**INSTRUÇÕES**
A – Segundo o trecho sobre o filme Rituais e Festas Bororo, quem assina a fita de 1916?
B – Renomeie "Entries" como "Outlines" nas linhas dos registros que vão do início até a linha que contém "87], [178, 88]]", inclusive. Reproduza somente essas linhas, sem nenhuma outra alteração e sem as imagens.

**TRECHO SELECIONADO**

Quem assina esta fita de 1916 é Luiz Thomaz Reis, que captura com competência a execução dos rituais e o exercício de diversos papéis no tecido cultural desse grupo indígena, exibindo práticas espirituais ancestrais ainda em voga para esses indivíduos no início do século XX. Vários aspectos da vida cotidiana Bororo são observados por uma  câmera que passa de momentos muito íntimos, em planos fechados em rostos, mãos, objetos, plantas e animais, para uma disposição curiosa à distância, que apesar de aparentemente inocente, classifica para os Bororo de maneira paternalista, como indivíduos “exóticos” e “selvagens”.

O viés de abordagem aqui tem uma explicação para além da mentalidade histórica branca nos anos 1910 em nosso país. A produção de Rituais e Festas Bororo aconteceu através de uma parceria entre a Comissão Rondon e a Inspetoria de Fronteiras (portanto, uma obra de viés estatal, não inocentemente utilizada, depois, para mostrar a exuberância da natureza, das riquezas e dos terrenos na região, a fim de atrair investimentos) entre os anos de 1912 e 1938.

**OS DADOS**
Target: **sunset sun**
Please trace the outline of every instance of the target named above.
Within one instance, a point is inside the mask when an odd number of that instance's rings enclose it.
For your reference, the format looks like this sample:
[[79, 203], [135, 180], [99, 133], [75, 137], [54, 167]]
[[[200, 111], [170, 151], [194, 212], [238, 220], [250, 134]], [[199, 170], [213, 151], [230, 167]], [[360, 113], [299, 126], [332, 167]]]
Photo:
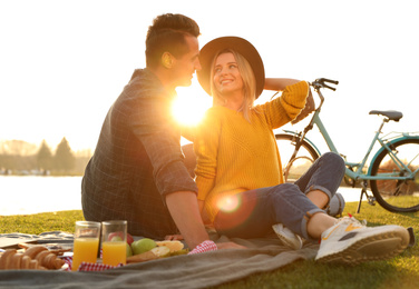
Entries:
[[173, 103], [175, 119], [184, 126], [197, 124], [211, 108], [213, 99], [198, 87], [178, 88]]

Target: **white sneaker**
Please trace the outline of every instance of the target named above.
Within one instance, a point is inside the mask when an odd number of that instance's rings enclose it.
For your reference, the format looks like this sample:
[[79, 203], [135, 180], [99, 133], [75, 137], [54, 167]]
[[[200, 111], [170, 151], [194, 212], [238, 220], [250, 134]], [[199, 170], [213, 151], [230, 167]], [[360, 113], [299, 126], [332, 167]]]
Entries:
[[409, 232], [403, 227], [367, 227], [344, 217], [322, 233], [315, 260], [351, 265], [382, 260], [399, 255], [408, 245]]
[[293, 250], [299, 250], [303, 247], [303, 241], [301, 240], [300, 236], [293, 233], [289, 228], [284, 227], [282, 223], [273, 225], [272, 229], [276, 233], [277, 238], [280, 238], [282, 243], [286, 247]]

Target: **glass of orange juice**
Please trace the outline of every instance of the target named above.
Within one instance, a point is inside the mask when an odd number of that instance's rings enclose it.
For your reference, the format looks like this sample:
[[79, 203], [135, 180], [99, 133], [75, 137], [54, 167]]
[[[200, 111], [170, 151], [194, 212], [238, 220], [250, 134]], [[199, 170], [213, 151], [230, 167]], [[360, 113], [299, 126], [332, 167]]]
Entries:
[[103, 263], [127, 263], [127, 223], [125, 220], [101, 222]]
[[96, 262], [99, 238], [100, 222], [76, 221], [71, 271], [77, 271], [81, 262]]

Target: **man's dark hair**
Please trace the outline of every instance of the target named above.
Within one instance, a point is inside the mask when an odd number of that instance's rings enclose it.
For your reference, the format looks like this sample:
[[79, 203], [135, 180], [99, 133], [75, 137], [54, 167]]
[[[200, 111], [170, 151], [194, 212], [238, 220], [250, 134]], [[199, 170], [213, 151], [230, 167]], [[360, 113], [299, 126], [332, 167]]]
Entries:
[[199, 36], [198, 24], [183, 14], [162, 14], [154, 19], [146, 38], [146, 64], [154, 68], [164, 52], [175, 58], [187, 53], [185, 36]]

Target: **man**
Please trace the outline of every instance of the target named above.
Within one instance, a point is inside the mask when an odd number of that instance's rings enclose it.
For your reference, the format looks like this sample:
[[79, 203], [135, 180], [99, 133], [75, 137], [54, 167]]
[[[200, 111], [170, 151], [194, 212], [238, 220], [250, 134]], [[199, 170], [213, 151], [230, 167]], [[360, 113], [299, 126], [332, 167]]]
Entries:
[[181, 232], [191, 249], [216, 249], [170, 113], [175, 88], [191, 86], [201, 69], [198, 36], [196, 22], [182, 14], [159, 16], [149, 27], [146, 69], [135, 70], [110, 107], [82, 178], [86, 220], [124, 219], [131, 235], [163, 239]]

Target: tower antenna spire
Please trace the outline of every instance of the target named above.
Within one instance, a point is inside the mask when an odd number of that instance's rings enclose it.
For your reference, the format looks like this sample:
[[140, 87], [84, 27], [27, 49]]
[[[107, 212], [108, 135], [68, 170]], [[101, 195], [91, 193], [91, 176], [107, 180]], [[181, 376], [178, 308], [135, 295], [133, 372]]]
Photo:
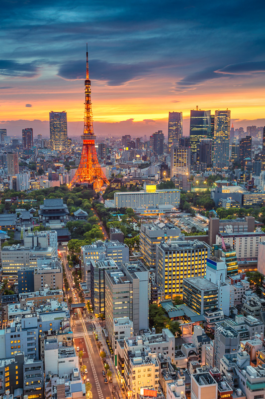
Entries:
[[82, 153], [79, 166], [69, 188], [75, 186], [85, 186], [95, 191], [100, 191], [103, 184], [109, 184], [98, 163], [95, 148], [95, 136], [93, 129], [91, 103], [91, 82], [88, 75], [88, 53], [87, 43], [87, 79], [85, 81], [85, 118]]
[[89, 79], [89, 74], [88, 72], [88, 43], [87, 43], [87, 79]]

**RESPOSTAS DO EXERCÍCIO**
A – Luiz Thomaz Reis.

B –
Target: **sunset sun**
Please trace the outline of every instance of the target named above.
Within one instance, a point is inside the mask when an odd number of that instance's rings enclose it.
For your reference, the format looks like this sample:
[[79, 203], [135, 180], [99, 133], [75, 137], [54, 167]]
[[[200, 111], [170, 151], [194, 212], [238, 220], [250, 134]], [[199, 170], [213, 151], [230, 167]], [[360, 113], [299, 126], [332, 167]]]
Photo:
Outlines:
[[173, 103], [175, 119], [184, 126], [197, 124], [211, 108], [213, 99], [198, 87], [178, 88]]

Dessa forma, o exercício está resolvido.